- _Passage given_
Saturday, January 6, 2018

On the roots of the behavioral economics.


Fact: people “don’t always make rational decisions in their best interests.
Question, “Why do they do that?” is explained in the book “Nudge: Improving Decisions about Health, Wealth and Happiness”, by Richard Thaler and Cass Sunstein.
The book is a strong source of very good insights, ideas and strategies. But it is rather large.
However, there is a shortcut helping to see the general idea behind the behavioral rules in economics.
This shortcut, though, has one limit; not everyone can use it, but only people with a special experience.
That special experience is called “parenting”, and those people are called “parents”!
Parents know very well how difficult it is to manipulate a child into doing something he or she does not want to do.
Parents know very well how often a child tries to do something which might do him or her some harm, even when the child “know” so, and how difficult is to make to agree the child to stop.
Child psychologists have developed many strategies for parents helping them to “trick” a child into making the right session (of course, from the parents’ point of view; but leaving the force to the last resource).

- _Record set_

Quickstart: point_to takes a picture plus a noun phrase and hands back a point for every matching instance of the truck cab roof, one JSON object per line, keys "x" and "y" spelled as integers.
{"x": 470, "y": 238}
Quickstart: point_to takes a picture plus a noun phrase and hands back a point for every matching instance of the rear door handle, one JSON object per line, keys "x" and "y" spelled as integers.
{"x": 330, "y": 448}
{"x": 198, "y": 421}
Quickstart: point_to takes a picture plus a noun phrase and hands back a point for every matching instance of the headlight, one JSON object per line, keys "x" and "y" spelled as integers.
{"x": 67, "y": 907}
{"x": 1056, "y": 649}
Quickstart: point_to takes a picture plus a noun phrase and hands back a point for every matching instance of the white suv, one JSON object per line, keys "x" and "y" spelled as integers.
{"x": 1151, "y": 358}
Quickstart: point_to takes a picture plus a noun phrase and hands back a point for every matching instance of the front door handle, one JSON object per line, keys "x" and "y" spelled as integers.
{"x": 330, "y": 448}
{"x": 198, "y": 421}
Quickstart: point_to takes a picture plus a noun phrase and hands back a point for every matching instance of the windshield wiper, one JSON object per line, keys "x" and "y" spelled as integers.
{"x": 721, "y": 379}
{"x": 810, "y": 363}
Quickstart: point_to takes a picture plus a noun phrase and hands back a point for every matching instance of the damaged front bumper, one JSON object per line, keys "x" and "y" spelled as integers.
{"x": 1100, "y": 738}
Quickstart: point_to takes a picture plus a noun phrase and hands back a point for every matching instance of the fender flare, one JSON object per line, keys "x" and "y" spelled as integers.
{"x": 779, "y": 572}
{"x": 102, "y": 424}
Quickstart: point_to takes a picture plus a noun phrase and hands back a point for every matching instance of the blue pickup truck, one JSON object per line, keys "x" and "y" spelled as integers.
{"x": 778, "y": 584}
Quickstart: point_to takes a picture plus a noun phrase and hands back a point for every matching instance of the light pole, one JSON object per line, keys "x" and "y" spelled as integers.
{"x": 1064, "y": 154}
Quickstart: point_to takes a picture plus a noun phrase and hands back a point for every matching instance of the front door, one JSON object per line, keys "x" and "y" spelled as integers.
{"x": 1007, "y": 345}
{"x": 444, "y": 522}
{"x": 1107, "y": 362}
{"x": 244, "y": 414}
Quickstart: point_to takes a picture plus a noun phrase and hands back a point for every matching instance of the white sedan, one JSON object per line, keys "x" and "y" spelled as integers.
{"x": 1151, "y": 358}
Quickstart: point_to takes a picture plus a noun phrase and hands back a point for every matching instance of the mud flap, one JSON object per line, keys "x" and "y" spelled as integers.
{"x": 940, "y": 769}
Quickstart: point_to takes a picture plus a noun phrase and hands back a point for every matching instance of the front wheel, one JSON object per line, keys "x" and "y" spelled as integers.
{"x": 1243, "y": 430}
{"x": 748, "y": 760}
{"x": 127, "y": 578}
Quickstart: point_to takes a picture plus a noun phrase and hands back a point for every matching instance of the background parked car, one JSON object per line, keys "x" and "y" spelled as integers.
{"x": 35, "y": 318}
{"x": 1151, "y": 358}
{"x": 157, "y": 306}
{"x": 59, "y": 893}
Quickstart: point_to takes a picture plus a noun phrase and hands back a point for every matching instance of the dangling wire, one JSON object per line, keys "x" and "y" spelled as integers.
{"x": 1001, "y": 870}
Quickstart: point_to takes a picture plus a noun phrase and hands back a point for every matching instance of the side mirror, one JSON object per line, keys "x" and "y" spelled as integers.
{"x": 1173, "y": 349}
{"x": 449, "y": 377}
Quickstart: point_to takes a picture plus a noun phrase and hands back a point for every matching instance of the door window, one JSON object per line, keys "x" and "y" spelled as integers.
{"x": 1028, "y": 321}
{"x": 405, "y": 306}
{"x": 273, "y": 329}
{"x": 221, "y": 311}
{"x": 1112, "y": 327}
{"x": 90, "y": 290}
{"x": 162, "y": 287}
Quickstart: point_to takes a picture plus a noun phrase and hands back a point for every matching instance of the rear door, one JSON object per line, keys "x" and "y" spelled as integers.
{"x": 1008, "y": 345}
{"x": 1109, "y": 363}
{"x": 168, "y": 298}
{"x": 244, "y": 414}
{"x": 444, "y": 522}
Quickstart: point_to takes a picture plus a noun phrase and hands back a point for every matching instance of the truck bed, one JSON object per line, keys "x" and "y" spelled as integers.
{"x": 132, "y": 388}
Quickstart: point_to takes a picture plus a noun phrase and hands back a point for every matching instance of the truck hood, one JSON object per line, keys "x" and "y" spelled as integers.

- _Exercise goal_
Write out the blog post about the roots of behavioral economics above in full, word for word.

- _Exercise result_
Saturday, January 6, 2018

On the roots of the behavioral economics.


Fact: people “don’t always make rational decisions in their best interests.
Question, “Why do they do that?” is explained in the book “Nudge: Improving Decisions about Health, Wealth and Happiness”, by Richard Thaler and Cass Sunstein.
The book is a strong source of very good insights, ideas and strategies. But it is rather large.
However, there is a shortcut helping to see the general idea behind the behavioral rules in economics.
This shortcut, though, has one limit; not everyone can use it, but only people with a special experience.
That special experience is called “parenting”, and those people are called “parents”!
Parents know very well how difficult it is to manipulate a child into doing something he or she does not want to do.
Parents know very well how often a child tries to do something which might do him or her some harm, even when the child “know” so, and how difficult is to make to agree the child to stop.
Child psychologists have developed many strategies for parents helping them to “trick” a child into making the right session (of course, from the parents’ point of view; but leaving the force to the last resource).